Image object location entries
%%

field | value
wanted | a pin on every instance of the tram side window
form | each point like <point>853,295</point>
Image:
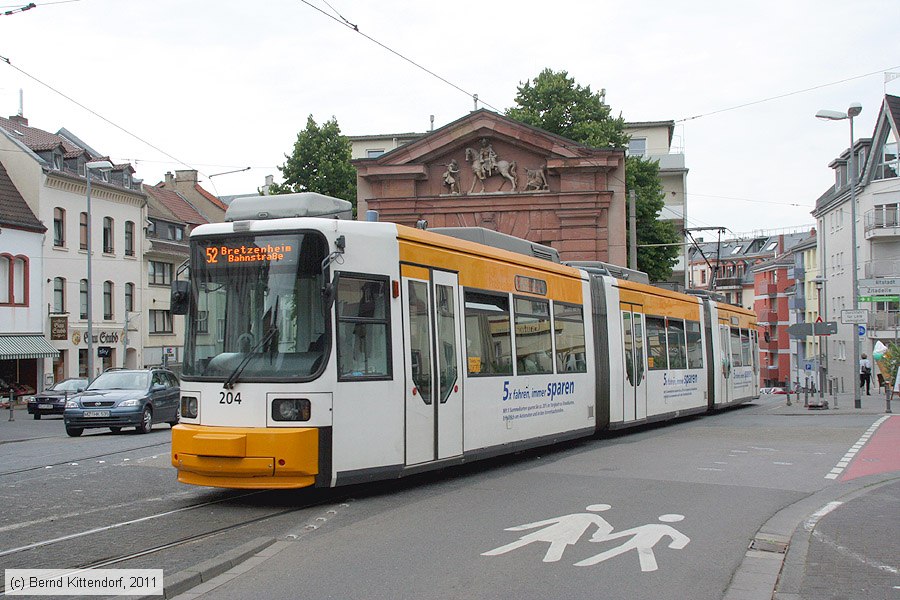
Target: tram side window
<point>745,348</point>
<point>695,344</point>
<point>657,355</point>
<point>363,344</point>
<point>570,346</point>
<point>736,355</point>
<point>488,345</point>
<point>534,353</point>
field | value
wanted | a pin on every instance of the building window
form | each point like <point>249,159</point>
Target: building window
<point>637,146</point>
<point>13,280</point>
<point>129,297</point>
<point>888,164</point>
<point>160,321</point>
<point>82,299</point>
<point>129,238</point>
<point>59,295</point>
<point>108,235</point>
<point>107,300</point>
<point>82,231</point>
<point>59,227</point>
<point>159,273</point>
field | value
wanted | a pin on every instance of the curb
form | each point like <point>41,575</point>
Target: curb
<point>774,564</point>
<point>189,578</point>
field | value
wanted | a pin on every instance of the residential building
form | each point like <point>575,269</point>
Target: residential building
<point>653,140</point>
<point>170,220</point>
<point>877,228</point>
<point>49,171</point>
<point>23,346</point>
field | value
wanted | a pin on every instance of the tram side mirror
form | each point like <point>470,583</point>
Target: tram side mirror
<point>180,297</point>
<point>327,297</point>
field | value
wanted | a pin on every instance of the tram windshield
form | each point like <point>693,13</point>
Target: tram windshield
<point>257,310</point>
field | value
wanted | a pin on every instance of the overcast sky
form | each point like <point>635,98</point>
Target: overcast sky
<point>221,84</point>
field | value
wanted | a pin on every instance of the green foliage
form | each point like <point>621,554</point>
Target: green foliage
<point>319,163</point>
<point>657,261</point>
<point>554,102</point>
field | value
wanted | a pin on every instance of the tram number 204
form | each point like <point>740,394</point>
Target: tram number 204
<point>229,398</point>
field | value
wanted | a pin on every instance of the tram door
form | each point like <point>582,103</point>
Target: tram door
<point>634,356</point>
<point>725,362</point>
<point>431,323</point>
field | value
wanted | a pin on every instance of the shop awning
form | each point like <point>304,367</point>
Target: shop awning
<point>26,346</point>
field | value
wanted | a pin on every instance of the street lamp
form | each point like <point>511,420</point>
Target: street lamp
<point>835,115</point>
<point>100,165</point>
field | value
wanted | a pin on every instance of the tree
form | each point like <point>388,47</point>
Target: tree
<point>656,260</point>
<point>320,163</point>
<point>554,102</point>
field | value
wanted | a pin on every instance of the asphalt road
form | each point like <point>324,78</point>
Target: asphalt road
<point>686,497</point>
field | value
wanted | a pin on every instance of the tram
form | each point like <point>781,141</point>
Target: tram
<point>324,351</point>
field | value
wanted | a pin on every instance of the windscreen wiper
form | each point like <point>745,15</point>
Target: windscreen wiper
<point>232,379</point>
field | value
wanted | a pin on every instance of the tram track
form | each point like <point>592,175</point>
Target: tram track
<point>82,458</point>
<point>111,561</point>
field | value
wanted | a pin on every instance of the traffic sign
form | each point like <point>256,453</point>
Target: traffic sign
<point>854,316</point>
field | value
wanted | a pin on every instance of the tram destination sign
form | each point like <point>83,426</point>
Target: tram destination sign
<point>855,316</point>
<point>805,329</point>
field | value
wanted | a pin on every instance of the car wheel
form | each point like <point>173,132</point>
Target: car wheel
<point>146,421</point>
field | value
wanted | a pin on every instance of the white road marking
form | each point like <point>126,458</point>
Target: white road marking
<point>851,453</point>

%%

> [Written exercise]: Please reproduce every one of the rows above word for word, omitting the pictures.

> [Output of the exercise]:
field | value
wanted | a pin on every instance of the tram side window
form | each point like <point>853,295</point>
Image:
Target: tram side window
<point>745,348</point>
<point>695,344</point>
<point>657,355</point>
<point>363,344</point>
<point>570,346</point>
<point>736,355</point>
<point>488,345</point>
<point>534,353</point>
field | value
wanted | a pin on every instance of the building window
form | each point like <point>249,159</point>
Target: building window
<point>637,146</point>
<point>13,280</point>
<point>129,297</point>
<point>888,164</point>
<point>160,321</point>
<point>82,299</point>
<point>129,238</point>
<point>59,295</point>
<point>108,235</point>
<point>107,300</point>
<point>82,231</point>
<point>59,227</point>
<point>159,273</point>
field | value
wanted | a pin on every instance of the curb
form | each point like <point>41,575</point>
Target: curb
<point>774,564</point>
<point>189,578</point>
field | value
wanted | a pin on every instance of the residential building
form | each point like <point>575,269</point>
Target: residential building
<point>653,140</point>
<point>170,220</point>
<point>877,228</point>
<point>49,171</point>
<point>23,346</point>
field | value
wanted | a pin on every instance of the tram side mirror
form | each point like <point>470,583</point>
Target: tram side mirror
<point>180,297</point>
<point>327,297</point>
field | value
wanted | a pin on every instance of the tram windshield
form | each point like <point>693,13</point>
Target: tram windshield
<point>257,310</point>
field | value
wanted | a pin on every instance of the overcast sky
form | each point like <point>635,98</point>
Target: overcast sky
<point>221,84</point>
field | value
wanted | a pin on every instance of the green foliage
form | each point like <point>621,554</point>
Target: green foliage
<point>319,163</point>
<point>657,261</point>
<point>554,102</point>
field | value
wanted | a pin on every instance of the tram number 204
form | each point like <point>740,394</point>
Target: tram number 204
<point>229,398</point>
field | value
wanted | a pin on every instance of the tram door
form | each point like <point>582,103</point>
Target: tram door
<point>634,356</point>
<point>725,362</point>
<point>431,323</point>
field | value
wanted | a pin on every instance of the shop awning
form | each point like <point>304,367</point>
Target: shop awning
<point>26,346</point>
field | value
wanted | a pin on every instance of the street lamp
form | each point like <point>511,420</point>
Target: street lamp
<point>835,115</point>
<point>100,165</point>
field | value
wanted | a pin on every instance of the tree
form | each point like <point>388,47</point>
Target: tree
<point>656,260</point>
<point>320,163</point>
<point>554,102</point>
field | value
wanted | a pin on every instance of the asphalt road
form | each point like <point>324,78</point>
Target: asphalt road
<point>686,497</point>
field | value
wanted | a pin on every instance of the tram
form | each point like <point>781,141</point>
Target: tram
<point>324,351</point>
field | value
wanted | a pin on every instance of the windscreen wiper
form | each point like <point>745,15</point>
Target: windscreen wiper
<point>232,379</point>
field | value
wanted | a pin on every instance of the tram track
form | each point like <point>592,175</point>
Target: tram track
<point>82,458</point>
<point>111,561</point>
field | value
wanted | a pin on every instance of the traffic sign
form | each point like <point>256,453</point>
Target: traffic sign
<point>854,316</point>
field | value
wanted | a pin on every instance of the tram destination sign
form | each point like <point>83,426</point>
Target: tram destination sign
<point>855,316</point>
<point>805,329</point>
field | value
wanted | a pin on every instance of the car wheel
form | each point like <point>173,132</point>
Target: car wheel
<point>146,421</point>
field | value
wanted | a pin on every instance of the white road marking
form | each point like <point>126,458</point>
Target: white road marking
<point>851,453</point>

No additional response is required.